**Problem to solve:** Reproduce the records below word for word, keeping every line unchanged.

Detection examples:
◇ ◇ ◇ ◇ ◇ ◇ ◇

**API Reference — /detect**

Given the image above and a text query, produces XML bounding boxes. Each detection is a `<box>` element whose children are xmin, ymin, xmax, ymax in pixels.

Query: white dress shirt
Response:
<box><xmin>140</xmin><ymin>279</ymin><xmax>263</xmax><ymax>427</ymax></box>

◇ ◇ ◇ ◇ ◇ ◇ ◇

**The reply:**
**API Reference — /detect**

Given the image above and a text query, produces XML bounding boxes. Each detection is a `<box>` element whose children are xmin, ymin, xmax, ymax in pixels.

Query: white dress shirt
Response:
<box><xmin>140</xmin><ymin>279</ymin><xmax>263</xmax><ymax>427</ymax></box>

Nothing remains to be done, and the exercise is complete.